Copy every line of the records below verbatim, omitting the pictures.
--- Start RECORDS TO USE ---
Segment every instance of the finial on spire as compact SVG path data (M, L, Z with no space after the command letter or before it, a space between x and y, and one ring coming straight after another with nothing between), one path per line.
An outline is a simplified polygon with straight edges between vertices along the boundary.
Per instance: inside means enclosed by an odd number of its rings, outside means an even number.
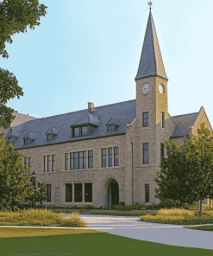
M151 10L151 6L153 5L153 2L149 1L149 2L148 2L148 5L149 5L149 9L150 9L150 10Z

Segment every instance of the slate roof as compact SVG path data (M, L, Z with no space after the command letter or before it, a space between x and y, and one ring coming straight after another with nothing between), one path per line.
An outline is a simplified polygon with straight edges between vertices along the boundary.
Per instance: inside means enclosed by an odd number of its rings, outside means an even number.
M178 126L172 138L182 137L189 134L189 126L192 125L198 112L172 117ZM136 100L128 100L96 107L96 110L88 115L88 109L56 115L48 118L34 118L27 122L11 126L8 129L6 137L13 138L13 146L16 149L24 149L34 146L42 146L58 143L78 141L87 138L107 137L126 133L126 125L132 123L136 117ZM72 138L72 125L82 125L81 120L98 120L98 125L88 136ZM110 122L109 122L110 121ZM107 124L119 125L116 131L108 132ZM47 134L52 131L56 136L47 141ZM23 144L23 138L31 137L32 142L28 145Z
M25 115L25 114L22 114L19 112L14 112L13 116L15 116L15 119L12 121L10 126L14 126L14 125L17 125L19 124L24 123L26 121L28 120L33 120L33 119L36 119L36 118L28 116L28 115ZM0 131L6 131L8 129L3 129L3 127L0 127Z
M53 117L29 120L10 127L6 133L6 137L9 137L11 132L16 132L16 135L18 135L18 138L12 140L13 146L15 149L24 149L34 146L78 141L86 138L124 134L126 132L126 125L130 124L135 119L135 116L136 100L133 99L97 106L90 115L88 115L88 109L85 109ZM82 125L82 118L85 118L85 121L90 120L96 125L97 125L96 122L98 120L98 125L91 135L72 138L71 125L75 125L78 122L79 122L79 125ZM111 118L119 120L120 125L116 131L108 132L106 124ZM53 140L47 141L47 132L50 131L49 129L52 127L58 129L58 134ZM23 138L28 131L35 134L35 139L28 145L24 145Z
M150 75L159 75L166 80L168 80L164 69L164 64L151 10L149 13L141 61L135 80Z
M194 124L198 112L172 117L176 126L172 138L189 135L189 127Z

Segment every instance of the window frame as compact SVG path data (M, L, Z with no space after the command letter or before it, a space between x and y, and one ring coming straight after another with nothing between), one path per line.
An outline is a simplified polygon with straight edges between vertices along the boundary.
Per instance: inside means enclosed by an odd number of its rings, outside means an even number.
M145 114L147 114L147 118L145 118ZM148 112L143 112L142 113L142 116L143 116L143 127L148 127ZM147 121L147 126L145 126L145 121Z
M149 184L145 184L145 202L149 202Z
M147 145L147 150L145 149L145 145ZM145 152L147 151L147 163L145 163ZM148 143L144 143L143 144L143 164L149 164L149 146Z
M161 115L162 128L165 128L165 112L161 112Z
M68 185L71 187L71 189L70 189L70 192L71 192L71 195L70 195L70 198L71 198L71 201L67 201L66 199L67 199L67 187L68 187ZM65 192L65 202L72 202L72 183L66 183L66 188L65 188L65 189L66 189L66 192Z
M103 151L105 150L105 155L103 154ZM104 159L105 159L105 165L103 164L103 157ZM106 148L103 148L102 149L102 168L106 168L107 167L107 149Z
M118 153L116 153L116 149L118 149ZM119 166L119 147L114 147L114 166ZM118 156L118 158L117 158L117 161L118 161L118 164L116 165L116 156Z
M52 197L52 188L51 188L52 186L51 186L51 184L46 184L46 190L47 190L47 200L46 200L46 202L51 202L51 197ZM47 188L49 188L49 189L47 189ZM48 191L49 190L49 191ZM49 194L48 194L48 192L49 192Z

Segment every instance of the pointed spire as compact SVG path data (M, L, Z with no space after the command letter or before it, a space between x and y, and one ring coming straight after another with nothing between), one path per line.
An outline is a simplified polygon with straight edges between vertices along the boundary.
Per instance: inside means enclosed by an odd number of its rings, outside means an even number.
M158 75L168 80L164 69L151 10L149 12L141 61L135 80L150 75Z

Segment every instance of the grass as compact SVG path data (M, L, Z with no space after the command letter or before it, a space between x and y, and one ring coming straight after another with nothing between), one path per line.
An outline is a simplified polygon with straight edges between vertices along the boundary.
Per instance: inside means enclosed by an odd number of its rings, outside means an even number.
M213 226L185 226L183 227L191 228L191 229L197 229L197 230L204 230L204 231L213 231Z
M86 229L0 227L4 255L213 255L213 250L167 246Z
M166 224L208 224L213 223L213 211L203 211L203 216L199 217L197 212L183 208L160 209L156 215L147 214L140 218L141 221L166 223Z
M72 213L68 218L47 209L28 209L18 212L0 212L0 226L61 226L85 227L85 222L78 213Z

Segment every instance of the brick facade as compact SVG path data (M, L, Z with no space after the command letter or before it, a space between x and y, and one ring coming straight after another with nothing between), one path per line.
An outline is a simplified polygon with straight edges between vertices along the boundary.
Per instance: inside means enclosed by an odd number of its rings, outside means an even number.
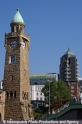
--- End RECORDS TO USE ---
▶ TASK RESPONSE:
Segment every instance of the finial on spire as compact SVG path data (M, L, Z with no space after the command letter or before it, a space between x and y, and one ring coming straight after another with nothing between), one path per line.
An outline is a simplified polygon with straight edges between vertices along the boundary.
Per instance: inside means enclosed by an odd number of its rings, outside means an even number.
M151 10L151 6L153 5L153 2L149 1L149 2L148 2L148 5L149 5L149 9L150 9L150 10Z

Segment every instance of the slate roof as compact SVG path data (M, L, Z with no space after the command letter or before it, a space between x and y, and one ring coming straight after another with nothing between), one path per line.
An outline is a simplified polygon with straight edges between vertices along the boundary.
Per instance: inside means enclosed by an odd number of its rings, outside means an even number.
M178 126L172 138L182 137L189 134L189 126L192 125L198 112L172 117ZM136 100L128 100L96 107L96 110L88 115L88 109L56 115L48 118L34 118L27 122L11 126L8 129L6 137L13 138L13 146L16 149L24 149L34 146L42 146L58 143L78 141L87 138L107 137L126 133L126 125L132 123L136 117ZM72 138L72 125L82 125L81 120L98 120L98 125L88 136ZM110 122L109 122L110 121ZM107 124L119 125L116 131L108 132ZM47 134L52 131L56 136L47 141ZM23 144L23 138L31 137L32 142L28 145Z
M25 115L25 114L22 114L19 112L14 112L13 116L15 116L15 119L12 121L10 126L14 126L14 125L17 125L19 124L24 123L26 121L28 120L33 120L33 119L36 119L36 118L28 116L28 115ZM0 131L6 131L8 129L3 129L3 127L0 127Z
M53 117L29 120L10 127L6 133L6 137L9 137L11 132L16 132L16 135L18 135L18 138L12 140L13 146L15 149L24 149L34 146L78 141L86 138L124 134L126 132L126 125L130 124L135 119L135 116L136 100L133 99L97 106L90 115L88 115L88 109L85 109ZM82 125L82 118L85 118L85 121L90 120L96 125L97 125L96 122L98 120L98 125L91 135L72 138L71 125L75 125L78 122L79 122L79 125ZM111 118L119 120L120 125L116 131L108 132L106 124ZM53 140L47 141L47 132L50 131L49 129L52 127L58 129L58 134ZM23 138L28 131L35 134L35 139L28 145L24 145Z
M150 75L159 75L166 80L168 80L164 69L164 64L151 10L149 13L141 61L135 80Z
M194 124L198 112L172 117L176 126L172 138L189 135L189 127Z

Segment every instance of the window frame as compact SVG path data (M, L, Z with no space after the command letter or before it, a space between x and y, and one ring coming straight after another with nothing between), one path per line.
An outline is a simplified polygon with straight edges between vertices along the boundary.
Per instance: inside means enclosed by an odd number of its rings, outside means an even number.
M145 114L147 114L147 118L145 118ZM148 112L143 112L142 113L142 116L143 116L143 127L148 127ZM147 121L147 126L145 126L145 121Z
M149 184L145 184L145 202L149 202Z
M147 145L147 150L145 149L145 145ZM145 152L147 151L147 163L145 163ZM148 143L144 143L143 144L143 164L149 164L149 146Z
M161 115L162 128L165 128L165 112L161 112Z
M68 185L71 187L71 189L70 189L70 192L71 192L71 195L70 195L70 198L71 198L71 201L67 201L66 199L67 199L67 187L68 187ZM65 192L65 202L72 202L72 183L66 183L66 188L65 188L65 189L66 189L66 192Z
M103 151L105 150L105 155L103 154ZM104 159L105 159L105 165L103 164L103 157ZM106 148L103 148L102 149L102 168L106 168L107 167L107 149Z
M118 153L116 153L116 149L118 149ZM119 166L119 147L114 147L114 166ZM118 156L118 158L117 158L117 161L118 161L118 164L116 165L116 156Z
M52 197L52 188L51 188L52 186L51 186L51 184L46 184L46 190L47 190L47 200L46 200L46 202L51 202L51 197ZM47 188L49 188L49 189L47 189ZM48 191L49 190L49 191ZM49 194L48 194L48 192L49 192Z

Segment every instance of the pointed spire as compact SVG path data (M, L, Z with no space after the command letter or before it, a space between x and y, and one ring coming straight after another with nothing between), one path per line.
An outline is a simplified polygon with straight edges between vertices along the boundary.
Per instance: inside means enclosed by an odd number of its rings, outside means an even number.
M158 75L168 80L164 69L151 10L149 12L141 61L135 80L150 75Z

Segment every instance of the grass as compact SVG path data (M, L, Z with no space after the command letter or before it, a space between x and y, and one ring coming straight after another with nothing between), one path per line.
An outline is a simplified polygon with straight edges between vertices along the boundary.
Per instance: inside means enclosed by an odd number of its rings, outside means an even number.
M213 226L185 226L183 227L191 228L191 229L197 229L197 230L204 230L204 231L213 231Z
M86 229L0 227L4 255L213 255L213 250L167 246Z
M166 224L208 224L213 223L213 211L203 211L203 216L199 217L197 212L183 208L160 209L156 215L147 214L140 218L141 221L166 223Z
M72 213L68 218L47 209L28 209L18 212L0 212L0 226L61 226L85 227L85 222L78 213Z

Segment every instance of the brick facade as compact SVG path data (M, L, Z with no space after the command letter or before it, a space between x and y, and one ring coming straight after another with nothing between), one path per line.
An outline is a simplified polygon with straight edges between vertices along the boundary.
Per instance: inside means enclosed by an odd number of its rings, outside means an even number.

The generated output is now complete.